* **What the task asks**:
Rewrite the data below with every "photo" swapped for "image" and nothing else changed. Omit the pictures.

-------- Stored rows

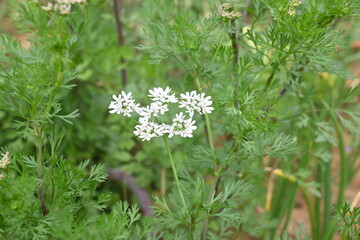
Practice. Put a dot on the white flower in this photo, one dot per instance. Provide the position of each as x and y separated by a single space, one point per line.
164 96
123 104
149 126
181 126
189 127
65 8
5 160
198 102
147 130
49 7
154 110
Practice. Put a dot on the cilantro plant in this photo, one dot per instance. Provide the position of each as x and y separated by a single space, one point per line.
251 110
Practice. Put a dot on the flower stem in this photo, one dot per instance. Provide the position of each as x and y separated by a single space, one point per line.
343 162
174 171
38 143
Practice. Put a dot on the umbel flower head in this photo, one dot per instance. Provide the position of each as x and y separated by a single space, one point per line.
64 6
4 161
150 125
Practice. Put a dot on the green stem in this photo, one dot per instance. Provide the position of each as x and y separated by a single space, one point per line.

----------------

* **Finished exercise**:
Practice. Put a dot on the white flower in this image, one dot per instance. Provide the position of each as x and y separated by a single space, one point per line.
164 96
123 104
149 126
181 126
189 127
65 8
5 160
198 102
147 130
49 7
154 110
Practice. Put a dot on the cilantro plant in this image, one dot per instance. Provide the position of each as x and y separated by a single space, one point per line.
251 110
Practice. Put a dot on the flower stem in this image, one dot per instance. Provide the position of each as x and y separated by a single space, one point per line.
343 162
174 171
38 143
Practice. Put a dot on the umbel flower head in this image, one dot per instance. Provide the position of each as x and y separated by a single space, one point per line.
64 6
4 161
150 125
Practice. Put a dot on the green stem in this image, one dot per instance. Provide the position of each as x and y separated by a single space, one point per line.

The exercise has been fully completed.